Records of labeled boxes

>>>>

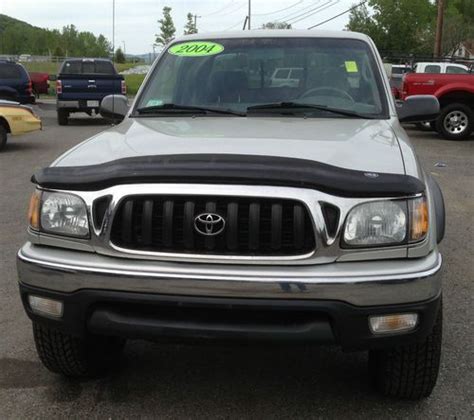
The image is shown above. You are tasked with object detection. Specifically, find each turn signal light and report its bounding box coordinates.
[410,197,429,242]
[28,191,41,230]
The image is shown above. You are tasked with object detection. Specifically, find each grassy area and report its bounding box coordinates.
[22,61,139,74]
[124,74,145,95]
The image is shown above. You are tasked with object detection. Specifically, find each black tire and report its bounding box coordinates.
[436,104,474,140]
[58,109,69,125]
[33,322,125,377]
[0,125,8,150]
[369,298,443,400]
[415,121,436,131]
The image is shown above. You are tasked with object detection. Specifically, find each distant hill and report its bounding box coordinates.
[0,14,111,57]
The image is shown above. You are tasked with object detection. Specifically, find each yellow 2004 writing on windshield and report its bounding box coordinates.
[168,41,224,57]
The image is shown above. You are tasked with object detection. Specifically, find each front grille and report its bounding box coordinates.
[111,195,315,256]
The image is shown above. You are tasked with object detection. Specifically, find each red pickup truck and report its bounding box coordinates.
[401,73,474,140]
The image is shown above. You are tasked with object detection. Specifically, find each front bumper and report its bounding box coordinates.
[18,243,441,349]
[18,242,442,306]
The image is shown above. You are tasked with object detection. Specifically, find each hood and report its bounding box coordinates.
[53,117,405,174]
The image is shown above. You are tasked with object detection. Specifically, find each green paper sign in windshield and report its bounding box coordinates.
[168,41,224,57]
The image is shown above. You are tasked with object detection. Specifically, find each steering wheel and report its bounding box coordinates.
[298,86,355,104]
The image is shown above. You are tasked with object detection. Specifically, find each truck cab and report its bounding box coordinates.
[56,58,127,125]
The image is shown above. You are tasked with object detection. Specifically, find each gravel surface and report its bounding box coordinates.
[0,105,474,419]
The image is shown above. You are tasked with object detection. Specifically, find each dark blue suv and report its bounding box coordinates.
[0,60,35,104]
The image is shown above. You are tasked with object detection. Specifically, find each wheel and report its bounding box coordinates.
[0,125,8,150]
[415,121,436,131]
[58,109,69,125]
[369,298,443,400]
[436,104,474,140]
[33,322,125,377]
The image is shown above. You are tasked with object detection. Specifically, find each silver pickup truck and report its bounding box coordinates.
[18,30,444,399]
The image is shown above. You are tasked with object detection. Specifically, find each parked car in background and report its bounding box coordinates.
[413,62,469,74]
[401,73,474,140]
[30,72,49,97]
[56,58,127,125]
[0,100,41,150]
[389,64,412,99]
[17,30,444,399]
[0,60,35,104]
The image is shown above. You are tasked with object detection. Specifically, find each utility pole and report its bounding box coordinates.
[112,0,115,61]
[434,0,444,57]
[194,15,201,31]
[248,0,252,31]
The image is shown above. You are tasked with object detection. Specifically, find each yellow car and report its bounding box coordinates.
[0,100,42,150]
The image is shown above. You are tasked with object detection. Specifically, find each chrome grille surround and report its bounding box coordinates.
[29,183,429,265]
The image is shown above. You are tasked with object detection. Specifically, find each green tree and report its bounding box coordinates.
[442,0,474,54]
[115,47,125,63]
[184,13,198,35]
[53,45,64,57]
[155,6,176,45]
[347,0,436,54]
[262,22,291,29]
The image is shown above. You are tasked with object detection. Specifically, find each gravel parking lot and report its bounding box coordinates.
[0,105,474,419]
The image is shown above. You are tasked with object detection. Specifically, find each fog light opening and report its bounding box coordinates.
[28,295,64,318]
[369,313,418,334]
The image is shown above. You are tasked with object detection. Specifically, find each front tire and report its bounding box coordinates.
[415,121,436,131]
[58,109,69,125]
[369,304,443,400]
[33,322,125,377]
[436,104,474,140]
[0,125,8,150]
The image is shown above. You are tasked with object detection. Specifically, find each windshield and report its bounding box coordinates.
[136,38,386,118]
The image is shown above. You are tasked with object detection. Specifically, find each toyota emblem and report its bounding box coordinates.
[194,213,225,236]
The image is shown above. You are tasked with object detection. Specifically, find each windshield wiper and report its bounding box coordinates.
[247,102,375,119]
[137,103,247,117]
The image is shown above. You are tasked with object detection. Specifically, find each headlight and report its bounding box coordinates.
[39,192,89,238]
[343,197,428,247]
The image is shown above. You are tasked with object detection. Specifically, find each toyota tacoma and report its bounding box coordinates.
[18,31,444,399]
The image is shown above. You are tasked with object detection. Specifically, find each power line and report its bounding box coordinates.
[203,0,235,17]
[308,0,368,29]
[252,0,304,16]
[223,21,247,31]
[291,0,340,25]
[277,0,321,22]
[202,3,247,18]
[287,0,333,23]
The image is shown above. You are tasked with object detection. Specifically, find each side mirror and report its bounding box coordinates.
[383,63,393,79]
[396,95,439,122]
[99,95,128,122]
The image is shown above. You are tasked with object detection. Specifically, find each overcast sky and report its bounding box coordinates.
[0,0,357,54]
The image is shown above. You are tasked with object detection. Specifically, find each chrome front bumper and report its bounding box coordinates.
[18,242,442,306]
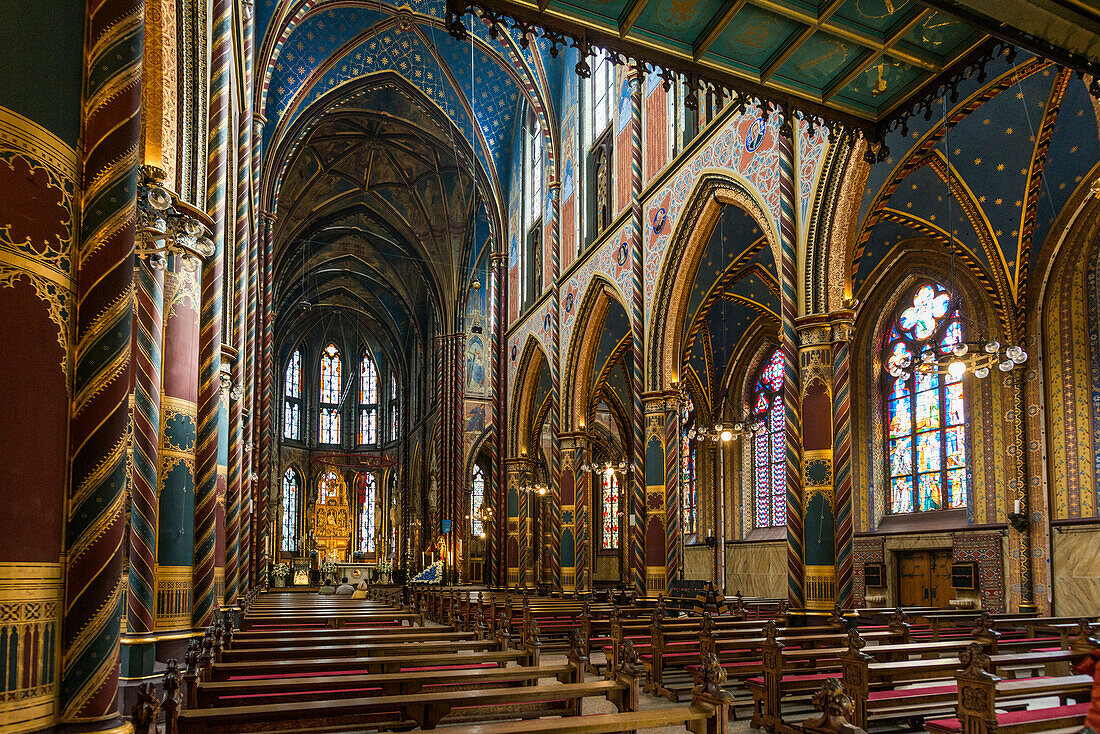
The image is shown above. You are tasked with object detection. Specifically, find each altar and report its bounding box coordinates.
[337,561,378,587]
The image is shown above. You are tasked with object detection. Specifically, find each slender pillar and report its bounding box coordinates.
[127,250,164,634]
[485,243,508,587]
[191,0,230,627]
[61,0,144,724]
[626,63,646,596]
[644,393,677,594]
[778,113,805,609]
[798,315,837,610]
[832,310,856,609]
[573,440,593,592]
[256,212,275,570]
[549,180,562,591]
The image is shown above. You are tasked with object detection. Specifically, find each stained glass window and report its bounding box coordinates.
[470,464,485,535]
[279,468,301,552]
[359,354,378,443]
[680,398,699,533]
[751,349,787,527]
[319,343,341,443]
[283,349,301,441]
[883,283,967,513]
[317,470,340,505]
[359,473,377,554]
[600,472,619,550]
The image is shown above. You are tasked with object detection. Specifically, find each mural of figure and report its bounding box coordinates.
[466,335,485,394]
[466,405,485,434]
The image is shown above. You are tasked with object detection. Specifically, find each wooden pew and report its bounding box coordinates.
[925,643,1092,734]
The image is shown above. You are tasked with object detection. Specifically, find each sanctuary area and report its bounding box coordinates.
[0,0,1100,734]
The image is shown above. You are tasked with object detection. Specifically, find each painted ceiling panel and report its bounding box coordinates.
[708,6,802,73]
[833,0,924,39]
[836,58,932,110]
[776,31,865,95]
[635,0,724,48]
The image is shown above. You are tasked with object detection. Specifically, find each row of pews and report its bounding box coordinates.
[133,587,1100,734]
[402,589,1100,734]
[132,593,729,734]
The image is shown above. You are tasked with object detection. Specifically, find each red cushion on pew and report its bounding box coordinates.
[928,703,1092,732]
[867,683,958,701]
[402,662,496,672]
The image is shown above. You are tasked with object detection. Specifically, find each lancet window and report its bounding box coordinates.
[751,349,787,527]
[319,343,342,443]
[883,283,967,513]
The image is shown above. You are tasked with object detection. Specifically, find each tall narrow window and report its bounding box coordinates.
[359,473,377,554]
[752,349,787,527]
[883,283,967,513]
[600,471,619,550]
[359,353,378,443]
[470,464,485,535]
[389,374,398,441]
[283,349,301,441]
[680,398,699,534]
[583,48,617,243]
[279,468,301,552]
[319,343,342,443]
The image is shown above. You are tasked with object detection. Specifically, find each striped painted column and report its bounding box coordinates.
[832,310,856,609]
[627,68,646,596]
[127,253,164,634]
[664,408,683,588]
[191,0,230,627]
[798,314,836,611]
[226,108,252,605]
[61,0,144,725]
[779,118,805,609]
[256,212,273,563]
[549,174,562,591]
[485,249,508,587]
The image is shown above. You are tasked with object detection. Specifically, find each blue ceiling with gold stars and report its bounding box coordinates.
[257,0,550,186]
[853,51,1100,304]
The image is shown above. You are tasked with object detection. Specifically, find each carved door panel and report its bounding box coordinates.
[928,550,955,607]
[898,550,932,606]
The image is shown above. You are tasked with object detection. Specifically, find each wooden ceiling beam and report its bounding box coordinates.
[691,0,748,62]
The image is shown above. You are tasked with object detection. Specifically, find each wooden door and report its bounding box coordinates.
[898,550,955,607]
[928,550,955,607]
[898,550,931,606]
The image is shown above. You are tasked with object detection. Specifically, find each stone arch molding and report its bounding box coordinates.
[561,275,630,431]
[507,336,550,458]
[646,172,780,391]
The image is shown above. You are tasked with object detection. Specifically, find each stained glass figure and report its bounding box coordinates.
[883,283,967,514]
[680,398,699,534]
[600,472,619,550]
[279,467,301,552]
[359,473,377,554]
[751,349,787,527]
[470,464,485,535]
[283,349,301,441]
[318,343,342,443]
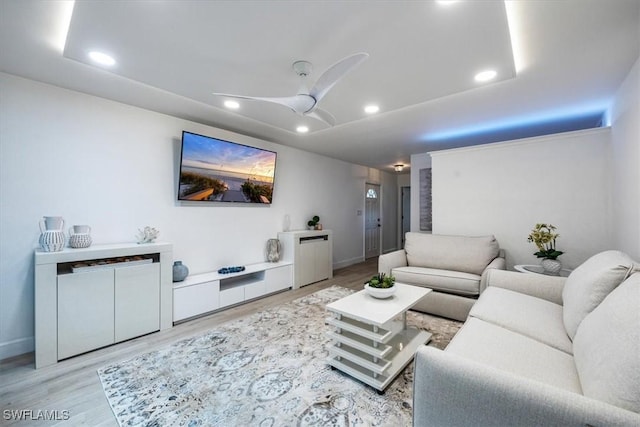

<<<<

:: Given request ::
Copy out the items verbatim from the line containing "wiper and report its bounding box coordinates." up to and including the line containing "[18,31,444,399]".

:: Result of the exercise ::
The image is shown above. You are tasked with object detection. Specifically, find each windshield wiper and report its bounding box coordinates.
[247,102,375,119]
[137,103,247,117]
The image is shown above. You are tasked with object detection. Specifically, find each headlight and report its bounding box coordinates.
[39,192,89,238]
[343,197,428,247]
The image is shown above. You are tasked with object detection. Specifically, find each toyota tacoma and report its bounding box coordinates.
[18,31,444,399]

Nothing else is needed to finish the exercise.